TEXT SECTION:
"""

Julia Child's kitchen is a historic artifact on display on the ground floor of the Smithsonian Institution's National Museum of American History: Kenneth E. Behring Center, located in Washington, D.C., on the National Mall. The kitchen is not a replica, but is the actual kitchen used by noted 20th-century cookbook author and cooking show host Julia Child, appearing as the backdrop to several of her television shows.

==History==
Built in Child's home on Irving Street in Cambridge, Massachusetts in 1961, the kitchen was designed by her husband, Paul Cushing Child with 38 in high countertops, rather than the standard 36 in height, for her 6 ft 2 in frame. Paul also selected the light blue-green color scheme dominating the kitchen's panels.

It was the setting for three of her television shows: In Julia's Kitchen with Master Chefs, Baking With Julia, and Julia and Jacques Cooking at Home with Jacques Pépin. The kitchen was fully transformed into a functional set, with TV-quality lighting, three cameras positioned to catch all angles in the room, and a massive center island with a gas stovetop on one side and an electric stovetop on the other, but leaving the rest of the Childs' appliances alone, including the "wall oven with its squeaking door." During taping, the kitchen table and chairs were removed and replaced by a cooking island that had a built-in stovetop and food preparation surfaces. This kitchen backdrop hosted nearly all of Child's 1990s television series.

In August 2001, representatives of the Smithsonian Institution met with Child in her home, where she agreed to donate her kitchen to the Institution, where it is now on display. Shortly after Child's 90th birthday, on August 18 and 19, 2002, Child attended the opening of the display of her kitchen. Her iconic copper pots and pans were on display at Copia in Napa, California, until August 2009 when they were reunited with her kitchen at the National Museum of American History.

"""

TASK STATEMENT: In the stretch of the text on Julia Child's kitchen from "It was the setting" through "1990s television series.", switch "cooking island" to "work island" and give the passage again.

AVAILABLE DATA:
"""

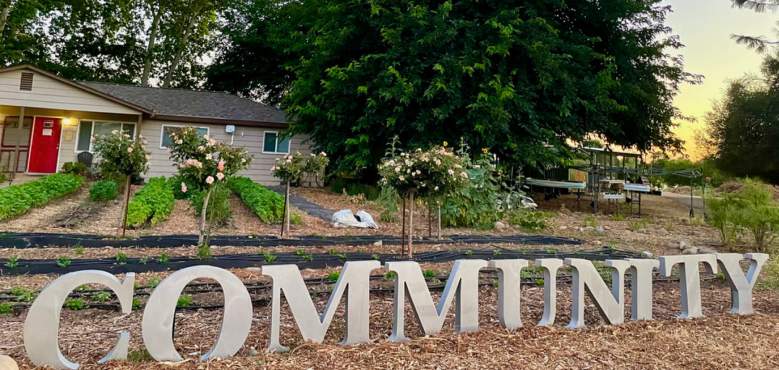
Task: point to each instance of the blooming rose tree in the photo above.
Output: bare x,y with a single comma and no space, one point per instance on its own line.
291,168
430,174
121,156
206,163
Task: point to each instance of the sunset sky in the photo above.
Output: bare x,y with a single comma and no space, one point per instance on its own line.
705,27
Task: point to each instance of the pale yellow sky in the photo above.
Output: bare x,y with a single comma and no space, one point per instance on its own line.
705,28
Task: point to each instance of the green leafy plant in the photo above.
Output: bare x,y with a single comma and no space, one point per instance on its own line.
75,304
184,301
152,204
154,282
528,220
333,276
16,200
265,203
104,190
121,157
102,297
23,294
121,258
75,168
204,251
6,308
63,262
390,275
204,163
269,257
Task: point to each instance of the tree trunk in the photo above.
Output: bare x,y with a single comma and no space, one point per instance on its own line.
403,226
438,219
285,221
4,17
126,206
204,218
153,32
411,225
174,65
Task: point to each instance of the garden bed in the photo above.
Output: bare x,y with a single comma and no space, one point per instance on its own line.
87,334
304,259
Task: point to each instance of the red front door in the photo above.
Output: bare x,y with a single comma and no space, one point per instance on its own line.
44,145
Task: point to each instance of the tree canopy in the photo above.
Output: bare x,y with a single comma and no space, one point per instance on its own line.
744,127
520,77
132,41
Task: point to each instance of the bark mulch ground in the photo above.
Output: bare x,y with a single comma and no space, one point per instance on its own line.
719,340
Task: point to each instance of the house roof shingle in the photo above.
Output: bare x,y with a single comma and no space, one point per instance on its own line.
192,104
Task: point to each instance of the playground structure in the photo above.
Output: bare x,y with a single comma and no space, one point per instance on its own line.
605,174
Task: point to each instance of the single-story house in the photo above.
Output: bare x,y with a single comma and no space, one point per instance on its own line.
60,118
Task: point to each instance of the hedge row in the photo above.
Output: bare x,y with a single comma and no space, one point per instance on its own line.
16,200
152,204
265,203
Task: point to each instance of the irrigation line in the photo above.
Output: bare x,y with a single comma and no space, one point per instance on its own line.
300,258
48,240
320,287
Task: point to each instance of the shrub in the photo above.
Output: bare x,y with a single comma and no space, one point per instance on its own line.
528,220
722,215
104,190
758,213
265,203
17,200
219,204
75,168
152,204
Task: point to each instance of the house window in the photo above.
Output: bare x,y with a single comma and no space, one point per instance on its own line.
273,143
88,130
165,141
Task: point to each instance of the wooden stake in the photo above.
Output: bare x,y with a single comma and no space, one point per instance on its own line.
438,229
203,217
126,205
411,225
285,220
403,226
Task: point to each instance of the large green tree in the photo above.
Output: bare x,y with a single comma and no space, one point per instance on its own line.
520,77
744,127
163,42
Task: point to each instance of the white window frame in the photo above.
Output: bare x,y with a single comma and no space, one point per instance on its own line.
289,147
92,132
162,131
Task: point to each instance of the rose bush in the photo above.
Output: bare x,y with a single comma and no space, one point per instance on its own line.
121,157
205,164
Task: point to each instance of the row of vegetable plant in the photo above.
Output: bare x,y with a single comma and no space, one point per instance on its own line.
17,200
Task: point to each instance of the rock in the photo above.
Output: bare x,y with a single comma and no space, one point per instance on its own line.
366,220
705,249
7,363
345,218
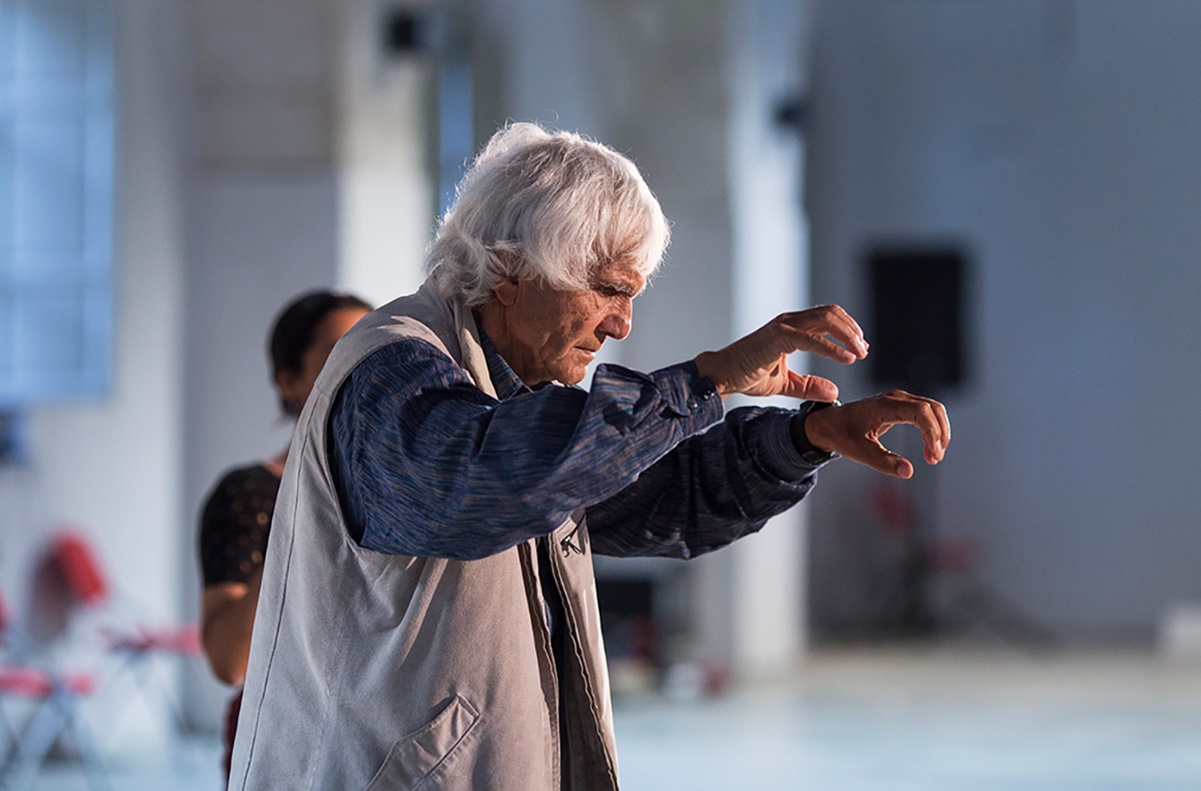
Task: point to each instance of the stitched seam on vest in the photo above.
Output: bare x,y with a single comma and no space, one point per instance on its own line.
275,640
527,555
585,671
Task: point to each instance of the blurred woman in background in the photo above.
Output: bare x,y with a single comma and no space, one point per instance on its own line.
237,515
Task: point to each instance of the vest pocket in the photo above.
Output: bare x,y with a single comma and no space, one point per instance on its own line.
418,754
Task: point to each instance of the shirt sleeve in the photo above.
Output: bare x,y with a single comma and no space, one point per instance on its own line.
428,465
709,491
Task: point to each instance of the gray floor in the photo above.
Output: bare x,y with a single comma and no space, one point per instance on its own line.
871,719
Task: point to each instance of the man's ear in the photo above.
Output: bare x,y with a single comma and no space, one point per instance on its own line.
507,293
286,383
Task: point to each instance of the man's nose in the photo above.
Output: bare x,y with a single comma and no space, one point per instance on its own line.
616,323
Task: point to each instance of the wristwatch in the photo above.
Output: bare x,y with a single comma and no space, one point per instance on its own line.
811,455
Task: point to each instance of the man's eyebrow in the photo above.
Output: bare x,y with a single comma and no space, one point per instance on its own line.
627,286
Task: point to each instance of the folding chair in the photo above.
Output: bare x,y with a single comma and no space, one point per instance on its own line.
55,699
136,646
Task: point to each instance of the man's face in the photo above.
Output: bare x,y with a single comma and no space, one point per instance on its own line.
554,335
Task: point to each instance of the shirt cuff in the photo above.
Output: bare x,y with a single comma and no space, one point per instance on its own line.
688,394
788,453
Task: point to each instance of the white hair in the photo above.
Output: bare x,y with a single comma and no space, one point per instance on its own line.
544,205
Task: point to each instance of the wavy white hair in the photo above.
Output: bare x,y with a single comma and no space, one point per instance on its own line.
544,205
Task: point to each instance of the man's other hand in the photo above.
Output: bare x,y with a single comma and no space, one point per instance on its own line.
757,365
854,430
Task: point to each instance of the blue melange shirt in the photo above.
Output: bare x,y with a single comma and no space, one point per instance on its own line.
430,466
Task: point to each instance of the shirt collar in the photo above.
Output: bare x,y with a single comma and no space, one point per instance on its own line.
506,382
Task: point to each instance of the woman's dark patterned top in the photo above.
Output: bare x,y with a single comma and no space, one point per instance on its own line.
234,525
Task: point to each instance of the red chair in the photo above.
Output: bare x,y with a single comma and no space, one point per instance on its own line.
136,645
55,699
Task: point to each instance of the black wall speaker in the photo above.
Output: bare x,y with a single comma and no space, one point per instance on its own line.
918,318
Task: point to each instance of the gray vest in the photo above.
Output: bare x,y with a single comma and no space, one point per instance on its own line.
377,671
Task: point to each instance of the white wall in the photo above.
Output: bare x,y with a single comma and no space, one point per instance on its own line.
1057,142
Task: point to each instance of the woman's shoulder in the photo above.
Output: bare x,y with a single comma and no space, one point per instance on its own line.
240,483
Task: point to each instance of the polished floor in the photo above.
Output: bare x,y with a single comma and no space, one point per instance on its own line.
867,719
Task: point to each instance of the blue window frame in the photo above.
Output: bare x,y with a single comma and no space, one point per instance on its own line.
55,201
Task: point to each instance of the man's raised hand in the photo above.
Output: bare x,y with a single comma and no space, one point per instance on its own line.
854,430
757,365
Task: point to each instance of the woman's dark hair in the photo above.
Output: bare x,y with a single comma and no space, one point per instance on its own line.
297,325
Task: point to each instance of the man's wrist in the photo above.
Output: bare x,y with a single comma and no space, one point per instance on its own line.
810,453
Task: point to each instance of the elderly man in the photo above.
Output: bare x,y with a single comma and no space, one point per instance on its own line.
428,615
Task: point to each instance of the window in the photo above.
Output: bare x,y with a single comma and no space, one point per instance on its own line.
55,199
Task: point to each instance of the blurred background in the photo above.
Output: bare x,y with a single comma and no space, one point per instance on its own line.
1004,193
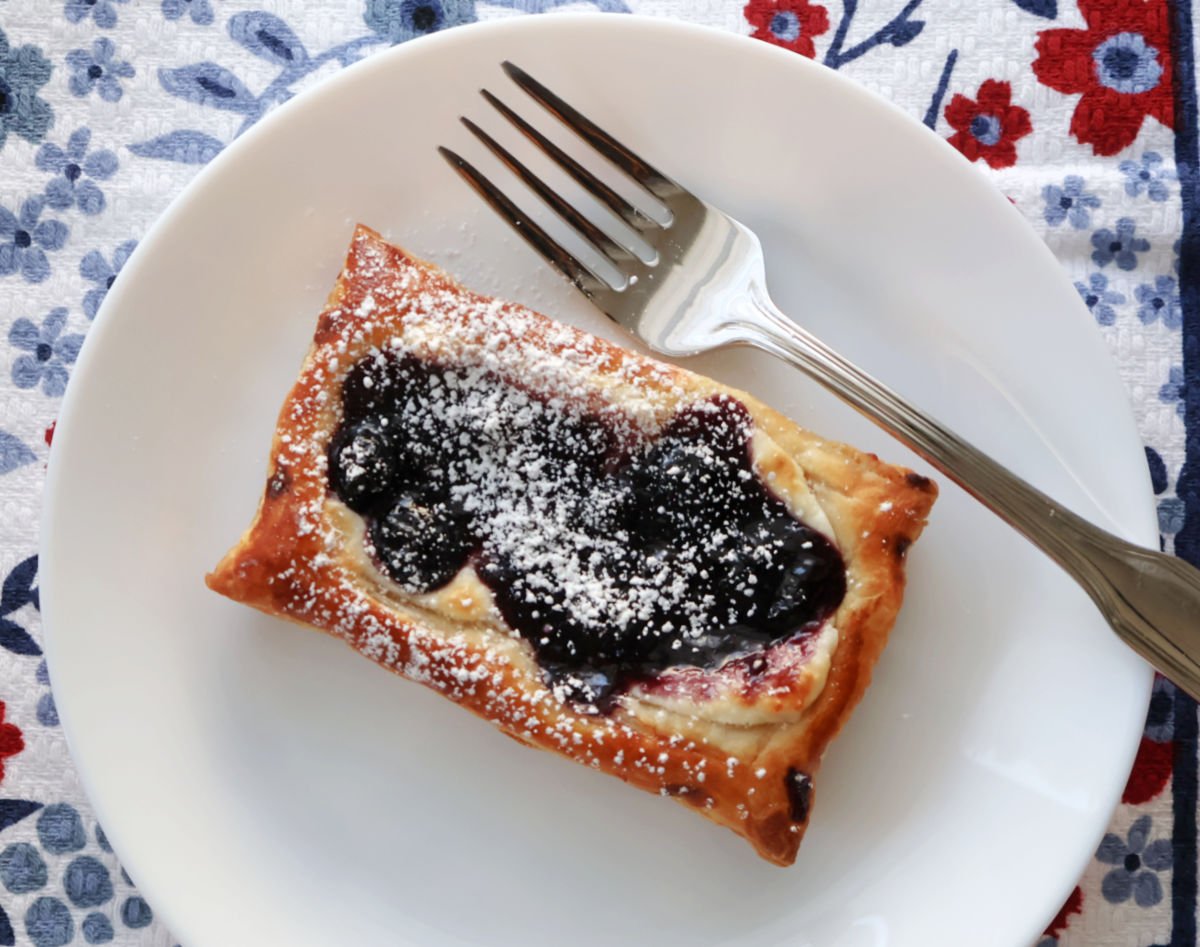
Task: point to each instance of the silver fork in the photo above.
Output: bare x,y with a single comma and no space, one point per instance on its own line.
706,288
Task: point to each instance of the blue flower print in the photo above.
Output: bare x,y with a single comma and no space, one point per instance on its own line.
1127,64
99,270
25,239
201,11
76,173
85,895
1137,865
1099,299
1069,202
1175,390
102,11
1159,301
1122,246
23,72
1171,515
1147,175
47,353
405,19
97,70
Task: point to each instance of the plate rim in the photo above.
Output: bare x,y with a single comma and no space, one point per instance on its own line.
383,61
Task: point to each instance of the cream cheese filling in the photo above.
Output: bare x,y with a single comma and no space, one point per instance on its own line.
467,609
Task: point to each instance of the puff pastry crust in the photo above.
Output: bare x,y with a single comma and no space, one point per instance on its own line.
742,749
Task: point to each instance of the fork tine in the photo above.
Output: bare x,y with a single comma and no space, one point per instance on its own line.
556,255
600,241
586,179
636,167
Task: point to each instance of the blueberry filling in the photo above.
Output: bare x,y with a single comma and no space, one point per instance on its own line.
615,555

"""

YOUR RESPONSE:
It was the setting for three of her television shows: In Julia's Kitchen with Master Chefs, Baking With Julia, and Julia and Jacques Cooking at Home with Jacques Pépin. The kitchen was fully transformed into a functional set, with TV-quality lighting, three cameras positioned to catch all angles in the room, and a massive center island with a gas stovetop on one side and an electric stovetop on the other, but leaving the rest of the Childs' appliances alone, including the "wall oven with its squeaking door." During taping, the kitchen table and chairs were removed and replaced by a work island that had a built-in stovetop and food preparation surfaces. This kitchen backdrop hosted nearly all of Child's 1990s television series.